→ **Supplied text**

- January 1905 – While riding the trams, the following is prohibited: obscene or offensive language and swearing, gambling, collecting money, spitting, playing musical instruments, being intoxicated, wearing offensive clothing, smoking or carrying lighted pipes, cigarettes, or cigars, or traveling with an infectious disease. Fines are liable not to exceed 40/-. (Another chuckle. I wish they could post those signs on our modern Max system in Portland, Oregon. The tram around here could use more rules.)
- July 1905 – King Edward VII and Queen Alexandra visited Salford to open Number 9 dock. (Big celebrations!)
- January 1906 – Kruger the Great Dane owned by P. J. Gorman of a Tavern Hope was credited with saving the lives of two children. Apparently, he saw them in the road in danger of being run over by passing vehicles and pulled them out of harm’s way. Gorman was offered a significant sum of money to sell the dog but refused. (Ah, resident pet at a business becomes a hero. He had a habit of running out in the street and saving kids by grabbing them by their clothes into safety. Good dog.)
- January 1907 – It was reported that 4,140 persons (including 841 women) were arrested for the offense of drunkenness in 1906, compared to 3,855 the previous year. Of the 4,410, 2,248 were not residents of Salford. The high figure was blamed on the Manchester police officers on the Salford boundary, pushing the drunks over the boundary line telling them to leave Manchester and get into Salford. As a result, the Salford police ended up dealing with the drunks. (That one gave me a chuckle.)
- May 1907 – Three men and one girl were charged for shouting out while selling newspapers. (I’ve always had this picture with papers in hand, caps on boys’ heads, with knickerbockers, yelling the headlines of the day. Apparently, in Salford, no yelling allowed.)
- July 1907 – An earth tremor caused by the Pendleton Fault hit on Sunday. People fell out of beds, pots fell from shelves, doors and windows rattled, the ground shook beneath their feet. It lasted for a couple of minutes. (That is the last place I would have thought had earthquakes.)
- August 1908 – The depression was beginning to be severely felt in Salford. Large employers reduced staff, and some firms closed down. (Sad news begins.)
- September 1908 – 1,500 unemployed marched to Unwin Square. They thought it was ridiculous for the Salford Corporation to borrow £20,000 when three-quarters of the population had been left poor and needy. (A lot of unrest with the city government spending money on frivolous things with starving people on the streets.)

→ **Data under study**
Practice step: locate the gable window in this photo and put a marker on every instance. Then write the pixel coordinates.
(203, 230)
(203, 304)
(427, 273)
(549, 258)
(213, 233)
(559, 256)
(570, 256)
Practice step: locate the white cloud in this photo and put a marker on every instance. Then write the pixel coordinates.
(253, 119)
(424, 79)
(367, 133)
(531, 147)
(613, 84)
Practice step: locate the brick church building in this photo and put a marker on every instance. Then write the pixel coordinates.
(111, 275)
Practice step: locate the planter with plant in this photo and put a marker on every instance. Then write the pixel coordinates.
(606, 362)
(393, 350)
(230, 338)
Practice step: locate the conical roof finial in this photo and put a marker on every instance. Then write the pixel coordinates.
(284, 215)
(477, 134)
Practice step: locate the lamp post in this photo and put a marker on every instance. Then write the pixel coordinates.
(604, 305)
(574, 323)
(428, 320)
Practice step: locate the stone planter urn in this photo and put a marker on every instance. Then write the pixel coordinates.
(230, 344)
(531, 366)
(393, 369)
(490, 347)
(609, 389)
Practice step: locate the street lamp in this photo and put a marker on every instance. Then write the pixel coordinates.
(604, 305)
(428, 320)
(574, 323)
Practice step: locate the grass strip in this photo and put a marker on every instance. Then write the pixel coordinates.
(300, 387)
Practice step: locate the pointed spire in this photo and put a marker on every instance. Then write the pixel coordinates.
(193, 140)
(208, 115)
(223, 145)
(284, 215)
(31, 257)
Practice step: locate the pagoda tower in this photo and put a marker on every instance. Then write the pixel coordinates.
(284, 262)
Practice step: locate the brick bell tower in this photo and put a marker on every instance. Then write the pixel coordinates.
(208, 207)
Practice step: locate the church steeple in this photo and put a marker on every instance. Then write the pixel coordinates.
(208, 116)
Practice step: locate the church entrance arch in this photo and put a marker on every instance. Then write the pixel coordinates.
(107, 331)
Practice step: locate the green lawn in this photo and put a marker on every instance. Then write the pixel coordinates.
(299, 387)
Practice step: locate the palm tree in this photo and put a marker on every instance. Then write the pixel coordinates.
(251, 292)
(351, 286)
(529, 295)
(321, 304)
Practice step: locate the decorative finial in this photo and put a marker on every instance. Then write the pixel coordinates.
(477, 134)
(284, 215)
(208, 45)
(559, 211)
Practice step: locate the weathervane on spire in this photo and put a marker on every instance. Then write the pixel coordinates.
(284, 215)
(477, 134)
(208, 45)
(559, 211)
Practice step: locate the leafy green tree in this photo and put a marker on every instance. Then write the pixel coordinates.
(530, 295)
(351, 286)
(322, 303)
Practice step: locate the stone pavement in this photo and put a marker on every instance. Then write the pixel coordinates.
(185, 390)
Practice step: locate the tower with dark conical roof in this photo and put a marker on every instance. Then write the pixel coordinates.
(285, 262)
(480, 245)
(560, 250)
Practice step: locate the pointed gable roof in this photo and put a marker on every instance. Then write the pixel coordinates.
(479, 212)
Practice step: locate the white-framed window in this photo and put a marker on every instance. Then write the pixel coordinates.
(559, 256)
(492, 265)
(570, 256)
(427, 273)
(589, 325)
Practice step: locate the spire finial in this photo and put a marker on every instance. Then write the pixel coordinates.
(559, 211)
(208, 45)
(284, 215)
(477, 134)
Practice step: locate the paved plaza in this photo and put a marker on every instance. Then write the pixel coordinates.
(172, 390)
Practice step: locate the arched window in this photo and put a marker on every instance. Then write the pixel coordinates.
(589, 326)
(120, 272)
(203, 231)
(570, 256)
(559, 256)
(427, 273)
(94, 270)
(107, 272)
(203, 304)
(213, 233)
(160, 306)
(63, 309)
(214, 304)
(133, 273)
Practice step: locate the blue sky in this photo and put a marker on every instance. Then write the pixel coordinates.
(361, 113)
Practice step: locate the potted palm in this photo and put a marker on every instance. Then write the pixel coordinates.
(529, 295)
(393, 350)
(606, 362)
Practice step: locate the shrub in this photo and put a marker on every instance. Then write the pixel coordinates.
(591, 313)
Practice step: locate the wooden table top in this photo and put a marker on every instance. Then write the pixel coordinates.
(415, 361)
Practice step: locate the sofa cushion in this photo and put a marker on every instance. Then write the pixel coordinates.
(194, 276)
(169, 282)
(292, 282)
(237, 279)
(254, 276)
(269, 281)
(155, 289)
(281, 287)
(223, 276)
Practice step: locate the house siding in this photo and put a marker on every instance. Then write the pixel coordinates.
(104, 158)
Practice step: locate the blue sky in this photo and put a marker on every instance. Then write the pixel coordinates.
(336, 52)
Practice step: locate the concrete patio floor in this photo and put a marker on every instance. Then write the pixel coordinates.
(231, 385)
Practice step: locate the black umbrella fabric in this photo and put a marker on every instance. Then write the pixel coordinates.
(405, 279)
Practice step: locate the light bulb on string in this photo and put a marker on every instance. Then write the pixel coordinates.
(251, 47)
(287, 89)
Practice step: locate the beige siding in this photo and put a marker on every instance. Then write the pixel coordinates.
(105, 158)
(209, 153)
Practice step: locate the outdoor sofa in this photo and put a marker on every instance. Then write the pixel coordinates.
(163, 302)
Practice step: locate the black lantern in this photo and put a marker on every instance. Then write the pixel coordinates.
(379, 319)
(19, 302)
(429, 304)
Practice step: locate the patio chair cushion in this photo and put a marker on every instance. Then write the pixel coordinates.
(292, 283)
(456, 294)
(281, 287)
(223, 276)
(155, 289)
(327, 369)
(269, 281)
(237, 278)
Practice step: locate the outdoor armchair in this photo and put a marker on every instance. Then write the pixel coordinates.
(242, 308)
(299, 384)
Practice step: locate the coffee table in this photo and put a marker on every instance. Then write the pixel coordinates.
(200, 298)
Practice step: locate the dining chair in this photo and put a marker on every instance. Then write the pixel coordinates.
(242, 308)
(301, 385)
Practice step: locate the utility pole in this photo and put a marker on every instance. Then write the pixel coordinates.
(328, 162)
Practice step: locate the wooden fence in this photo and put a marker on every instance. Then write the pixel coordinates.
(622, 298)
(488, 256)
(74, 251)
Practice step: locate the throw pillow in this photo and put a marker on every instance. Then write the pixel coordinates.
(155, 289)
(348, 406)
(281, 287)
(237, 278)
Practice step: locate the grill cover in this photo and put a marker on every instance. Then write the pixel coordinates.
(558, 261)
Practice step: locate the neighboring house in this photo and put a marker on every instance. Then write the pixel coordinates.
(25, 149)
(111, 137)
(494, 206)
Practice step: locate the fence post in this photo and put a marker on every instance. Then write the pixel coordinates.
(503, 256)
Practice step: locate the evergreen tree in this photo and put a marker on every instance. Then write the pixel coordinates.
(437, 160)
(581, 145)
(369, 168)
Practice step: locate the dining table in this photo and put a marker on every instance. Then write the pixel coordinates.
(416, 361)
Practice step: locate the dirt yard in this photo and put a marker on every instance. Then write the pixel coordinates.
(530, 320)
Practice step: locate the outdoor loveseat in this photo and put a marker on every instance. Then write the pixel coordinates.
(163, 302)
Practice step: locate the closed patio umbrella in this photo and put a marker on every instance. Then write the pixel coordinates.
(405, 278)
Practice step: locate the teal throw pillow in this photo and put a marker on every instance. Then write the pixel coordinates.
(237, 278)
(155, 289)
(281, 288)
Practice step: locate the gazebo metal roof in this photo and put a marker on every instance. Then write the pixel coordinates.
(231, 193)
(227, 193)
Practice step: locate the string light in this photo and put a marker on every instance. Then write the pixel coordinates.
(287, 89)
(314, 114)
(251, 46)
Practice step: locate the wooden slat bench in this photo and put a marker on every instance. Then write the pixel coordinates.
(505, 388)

==

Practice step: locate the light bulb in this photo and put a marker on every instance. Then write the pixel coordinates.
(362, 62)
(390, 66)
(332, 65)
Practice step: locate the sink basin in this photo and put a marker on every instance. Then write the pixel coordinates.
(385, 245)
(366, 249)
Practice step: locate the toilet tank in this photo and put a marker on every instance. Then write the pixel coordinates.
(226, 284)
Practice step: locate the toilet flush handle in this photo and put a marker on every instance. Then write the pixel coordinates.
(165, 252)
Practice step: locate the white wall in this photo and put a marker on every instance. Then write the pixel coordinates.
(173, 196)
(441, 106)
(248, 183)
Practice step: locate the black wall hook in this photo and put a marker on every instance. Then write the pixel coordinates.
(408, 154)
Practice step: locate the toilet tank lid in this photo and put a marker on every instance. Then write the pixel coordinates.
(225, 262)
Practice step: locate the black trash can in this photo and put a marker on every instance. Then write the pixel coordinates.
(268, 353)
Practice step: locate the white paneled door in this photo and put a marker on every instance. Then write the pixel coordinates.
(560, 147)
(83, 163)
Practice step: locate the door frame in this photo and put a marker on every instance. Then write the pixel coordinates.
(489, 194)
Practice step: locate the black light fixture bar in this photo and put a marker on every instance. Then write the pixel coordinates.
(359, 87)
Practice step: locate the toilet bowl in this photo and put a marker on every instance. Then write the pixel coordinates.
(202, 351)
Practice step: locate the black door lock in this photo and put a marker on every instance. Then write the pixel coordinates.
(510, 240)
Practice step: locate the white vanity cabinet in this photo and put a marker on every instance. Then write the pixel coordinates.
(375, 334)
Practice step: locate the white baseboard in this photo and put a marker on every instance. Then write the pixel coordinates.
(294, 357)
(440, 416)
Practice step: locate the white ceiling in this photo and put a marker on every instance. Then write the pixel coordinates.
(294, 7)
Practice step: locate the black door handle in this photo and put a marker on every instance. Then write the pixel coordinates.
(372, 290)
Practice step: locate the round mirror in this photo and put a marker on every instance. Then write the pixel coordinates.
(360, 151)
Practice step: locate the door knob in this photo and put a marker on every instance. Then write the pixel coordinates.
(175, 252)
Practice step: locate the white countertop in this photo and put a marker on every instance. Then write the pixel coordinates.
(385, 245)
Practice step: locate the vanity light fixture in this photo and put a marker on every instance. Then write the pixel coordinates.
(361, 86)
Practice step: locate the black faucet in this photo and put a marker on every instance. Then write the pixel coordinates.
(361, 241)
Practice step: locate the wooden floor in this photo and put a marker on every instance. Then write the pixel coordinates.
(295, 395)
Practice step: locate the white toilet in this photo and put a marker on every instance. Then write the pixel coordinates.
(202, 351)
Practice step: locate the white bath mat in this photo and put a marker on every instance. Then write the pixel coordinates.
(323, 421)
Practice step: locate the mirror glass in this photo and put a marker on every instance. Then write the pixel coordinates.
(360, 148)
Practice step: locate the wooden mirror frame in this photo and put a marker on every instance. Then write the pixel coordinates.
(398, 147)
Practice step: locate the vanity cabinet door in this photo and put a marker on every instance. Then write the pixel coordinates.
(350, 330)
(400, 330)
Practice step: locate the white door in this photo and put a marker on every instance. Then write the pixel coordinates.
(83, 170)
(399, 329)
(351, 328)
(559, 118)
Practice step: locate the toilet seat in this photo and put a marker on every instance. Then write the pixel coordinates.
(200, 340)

→ **Task item**
Duplicate part of the Salford timeline word for word, starting at "- July 1905" and stopping after "safety. Good dog.)". The entries have no role in this.

→ **Result below**
- July 1905 – King Edward VII and Queen Alexandra visited Salford to open Number 9 dock. (Big celebrations!)
- January 1906 – Kruger the Great Dane owned by P. J. Gorman of a Tavern Hope was credited with saving the lives of two children. Apparently, he saw them in the road in danger of being run over by passing vehicles and pulled them out of harm’s way. Gorman was offered a significant sum of money to sell the dog but refused. (Ah, resident pet at a business becomes a hero. He had a habit of running out in the street and saving kids by grabbing them by their clothes into safety. Good dog.)